===== EXTRAIT DU DOCUMENT =====
Stabilité du taux de chômage

Néanmoins, cet exode n’a pas conduit à l’embauche de nationaux, le taux de chômage restant stable durant la période, aux alentours de 12 %. Il a montré que la substitution d’une main d’œuvre étrangère par une main d’œuvre nationale ne se faisait pas dans un temps court. Les attentes des nationaux, habitués aux privilèges de l’emploi public (sécurité de l’emploi, salaires, avantages), demeurent trop élevées et certaines activités où les nationaux les moins qualifiés sont en concurrence avec les étrangers (commerce, transport) paraissent encore trop peu attractives, voire dégradantes, de sorte que les nationaux préfèrent rester sur les listes d’attente pour l’embauche dans le secteur public. Certains secteurs, tels l’emploi domestique ou la construction, resteront segmentés et réservés aux étrangers comme c’est d’ailleurs le cas dans de nombreux autres pays du monde, loin d’être une caractéristique des seuls pays du Golfe. Pour Steffen Hertog de la London School of Economics, l’imposition de quotas montrant ses limites et conduisant au sous-emploi, la nationalisation de l’emploi ne se fera que lorsque, par des mesures de taxation des revenus et de subvention aux salaires, les Saoudiens s’orienteront progressivement d’eux-mêmes vers le secteur privé, c’est-à-dire dans un contexte de « paupérisation de la population nationale » qui réduira ses exigences.
=====
EXERCICE 1: D'après l'extrait sur le chômage, à quel niveau le taux de chômage s'est-il maintenu durant la période ?
EXERCICE 2: Rédigez la suite de l'extrait sur le chômage à partir de sa dernière phrase.
Les lignes proviennent d'une autre source que l'extrait sur le chômage.
===== DONNÉES AFFICHÉES =====
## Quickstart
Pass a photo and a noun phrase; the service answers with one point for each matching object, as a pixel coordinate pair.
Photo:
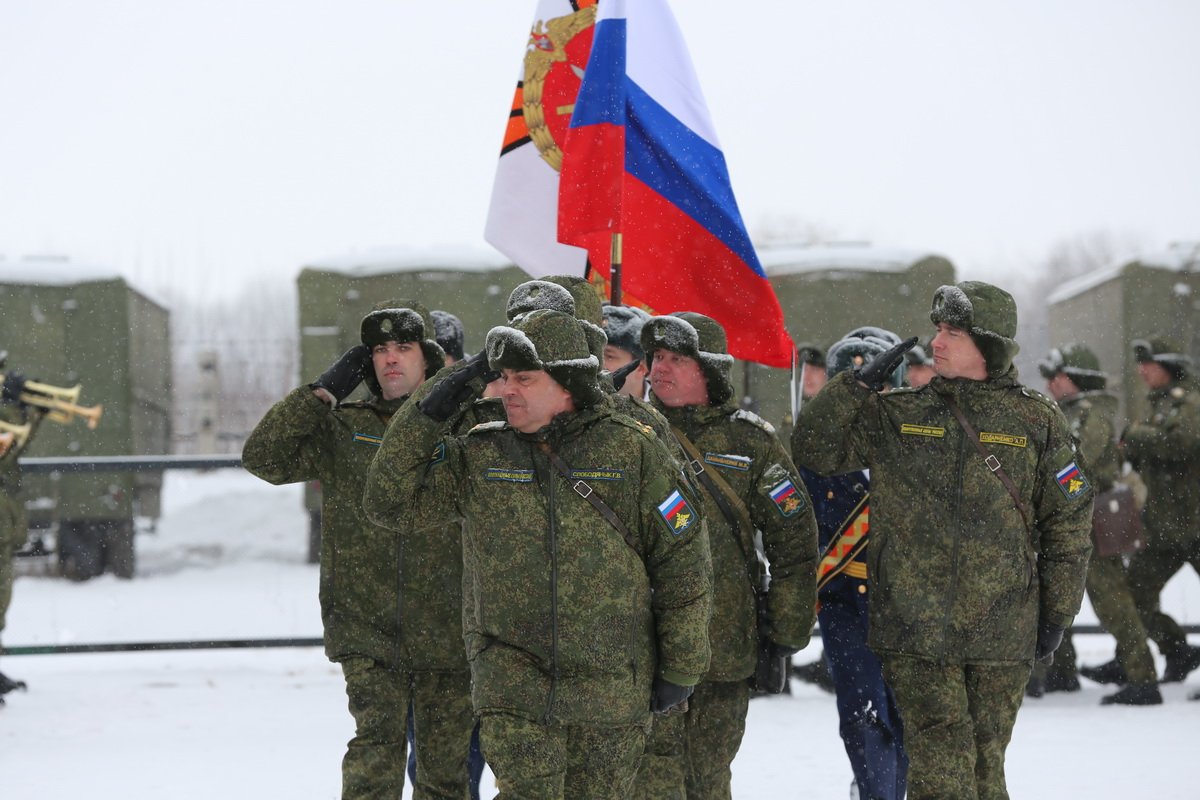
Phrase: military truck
(336, 293)
(826, 290)
(1156, 293)
(72, 324)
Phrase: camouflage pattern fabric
(567, 623)
(391, 596)
(1090, 416)
(13, 522)
(1164, 447)
(955, 576)
(958, 722)
(557, 762)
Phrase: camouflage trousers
(552, 762)
(958, 721)
(697, 747)
(373, 765)
(1108, 589)
(1149, 572)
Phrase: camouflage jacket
(955, 575)
(567, 621)
(12, 507)
(1090, 417)
(1164, 447)
(387, 595)
(743, 450)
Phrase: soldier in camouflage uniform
(967, 587)
(13, 525)
(690, 385)
(1075, 382)
(579, 621)
(390, 602)
(1164, 447)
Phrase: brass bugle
(17, 434)
(61, 403)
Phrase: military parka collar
(690, 416)
(568, 425)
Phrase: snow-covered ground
(228, 563)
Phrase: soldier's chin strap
(991, 462)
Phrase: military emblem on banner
(786, 498)
(676, 512)
(1072, 481)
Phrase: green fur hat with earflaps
(699, 337)
(988, 313)
(552, 341)
(401, 320)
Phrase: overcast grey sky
(216, 139)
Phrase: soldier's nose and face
(955, 354)
(532, 398)
(677, 379)
(400, 367)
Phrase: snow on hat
(623, 325)
(988, 313)
(551, 341)
(1161, 349)
(533, 295)
(448, 331)
(858, 347)
(699, 337)
(401, 320)
(1078, 362)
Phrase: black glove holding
(1049, 638)
(667, 697)
(618, 378)
(13, 385)
(455, 389)
(345, 374)
(875, 374)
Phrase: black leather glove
(456, 389)
(345, 374)
(13, 385)
(670, 697)
(1049, 638)
(875, 374)
(618, 377)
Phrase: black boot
(1062, 681)
(1134, 696)
(1105, 673)
(9, 685)
(1180, 663)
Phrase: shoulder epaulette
(753, 419)
(484, 427)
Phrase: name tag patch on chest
(676, 512)
(509, 475)
(786, 498)
(729, 461)
(1002, 439)
(1072, 481)
(922, 431)
(598, 474)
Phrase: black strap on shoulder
(991, 462)
(585, 491)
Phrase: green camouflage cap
(1164, 350)
(401, 320)
(699, 337)
(988, 313)
(551, 341)
(1078, 362)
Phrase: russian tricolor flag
(642, 160)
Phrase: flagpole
(615, 271)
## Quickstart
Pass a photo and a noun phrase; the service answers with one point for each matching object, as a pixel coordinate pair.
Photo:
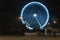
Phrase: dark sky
(10, 9)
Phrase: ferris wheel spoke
(38, 22)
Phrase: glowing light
(54, 21)
(20, 17)
(36, 14)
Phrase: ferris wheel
(35, 15)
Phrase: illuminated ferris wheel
(35, 15)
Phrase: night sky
(11, 9)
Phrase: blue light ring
(42, 6)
=====
VOTRE RÉPONSE 1: Il est resté stable, aux alentours de 12 %.

VOTRE RÉPONSE 2:
Pour l’heure, la perte de nombreux emplois et l’exode des expatriés ne seront pas facilement réversibles à court terme. Certes elle contente les tenants de discours xénophobes, ou permet aux gouvernements de montrer leur sollicitude à des populations anxieuses, que ce soit au sultanat d’Oman en proie à de sérieuses difficultés économiques ou au très riche Koweït, pays où la notion de préférence nationale est particulièrement développée, mais où les chiffres annoncés de 70 % d’emplois réservés aux nationaux dans le secteur privé fin 2020 et 85 % début 2021 semblent irréalisables.

Mais cette réduction du nombre d’étrangers ne va pas sans poser problème : d’abord parce que ces derniers ne font pas que transférer une partie de leurs salaires à leurs familles restées dans leur pays d’origine, ils contribuent aussi largement à la consommation (commerce, services, marché immobilier locatif) qui fait tourner les économies du Golfe — outre la richesse sociale et culturelle de leur présence qui n’est jamais prise en compte dans le calcul économique, mais joue dans la faculté de ces pays à attirer des résidents étrangers. C’est un fait bien connu au Qatar et aux EAU où les besoins des économies sont plus larges que les ressources offertes par le nombre de ressortissants, et une partie du modèle économique de ces pays est basé sur l’attrait de leurs villes à l’étranger.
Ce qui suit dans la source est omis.